▸ WORK REQUIRED
Copy word for word the part of the passage on JWT cookie authorization that begins with the words containing "In this route, checkAuthorization is" and ends with "missing authorization token')".

The signed JWT is placed on a cookie. The cookie is marked httpOnly, which restricts visibility on the client, and its expiration time is set to zero, making it a session-only cookie.

const cookieOptions = {
  httpOnly: true,
  expires: 0 
 }
 res.cookie('twitterAccessJwt', authJwtToken, cookieOptions)

Keep in mind that the cookie isn't visible to client-side code, so if you need a way to tell the client that the user is authenticated you'll want to add a flag to another, visible, cookie or otherwise pass data indicating authorization status back to the client.

Why a cookie and a JWT?

We certainly could send the JWT back to the client as an ordinary object, and use the data it contains to drive client-side code. The payload is not encrypted, just Base64 encoded, and would thus be accessible to the client. It could be placed on the session for transport to and from the server, though this would have to be done on each request-response pair, on both the sever and the client, since this kind of session variable is not automatically passed back and forth.

Cookies, on the other hand, are automatically sent with each request and each response without any additional action. As long as the cookie hasn't expired or been deleted it will accompany each request back to the server. Further, marking the cookie httpOnly hides it from client-side code, reducing the opportunity for it to be tampered with. This particular cookie is only used for authorization, so there's no need for the client to see it or interact with it.

Authorizing requests

At this point we've handed the client an authorization token that has been signed by the server. Each time the client makes a request to the back-end API, the token is passed inside a session cookie. Remember, the server is stateless, and so we need to verify the authenticity of the token on each request. There are two steps in the process:

  1. Check the signature on the token to prove that the token hasn't been tampered with
  2. Verify that the user associated with the token is in our database
  3. [optionally] Retrieve a set of roles for this user

Simply checking the signature isn't enough -- that just tells us that the information in the token hasn't been tampered with since it left the server, not that the owner is who they say they are; an attacker might have stolen the cookie or otherwise intercepted it. The second step give us some assurance that the user is valid; the database entry was created inside a Twitter OAuth callback, which means that the user had just authenticated with Twitter. The token itself is in a session cookie, meaning that it is not persisted on the client side (it is held in memory, not on disk) and that has the httpOnly flag set, which limits its visibility on the client.

In Express, we can create a middleware function that validates protected requests. Not all requests need such protection; there might be parts of the application that are open to non-logged-in users. A restricted-access POST request on the URI /db looks like this:

// POST Create a new user (only available to logged-in users)
//
router.post('/db', checkAuthorization, function (req, res, next) {
...
}

In this route, checkAuthorization is a function that validates the JWT sent by the client:

const checkAuthorization = function (req, res, next) {

    // 1. See if there is a token on the request...if not, reject immediately
    //
    const userJWT = req.cookies.twitterAccessJwt
    if (!userJWT) {
        res.send(401, 'Invalid or missing authorization token')
    }
    //2. There's a token; see if it is a valid one and retrieve the payload
    //
    else {
        const userJWTPayload = jwt.verify(userJWT, jwtConfig.jwtSecret)
        if (!userJWTPayload) {
            //Kill the token since it is invalid
            //
            res.clearCookie('twitterAccessJwt')

▸ PROVIDED MATERIAL
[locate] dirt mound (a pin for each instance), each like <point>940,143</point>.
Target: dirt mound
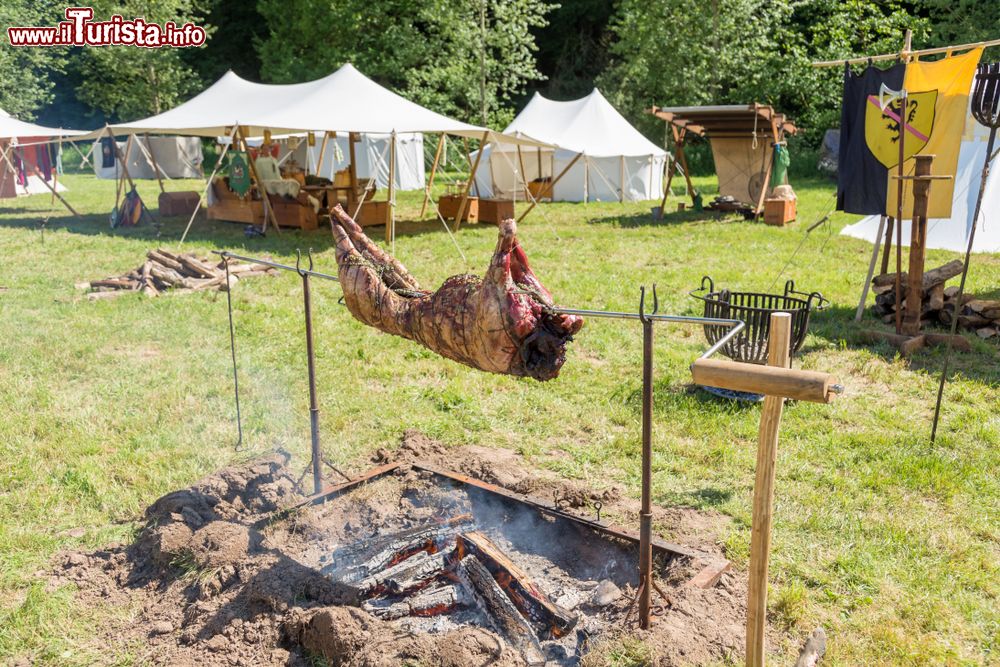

▸ THE RESPONSE
In this route, checkAuthorization is a function that validates the JWT sent by the client:

const checkAuthorization = function (req, res, next) {

    // 1. See if there is a token on the request...if not, reject immediately
    //
    const userJWT = req.cookies.twitterAccessJwt
    if (!userJWT) {
        res.send(401, 'Invalid or missing authorization token')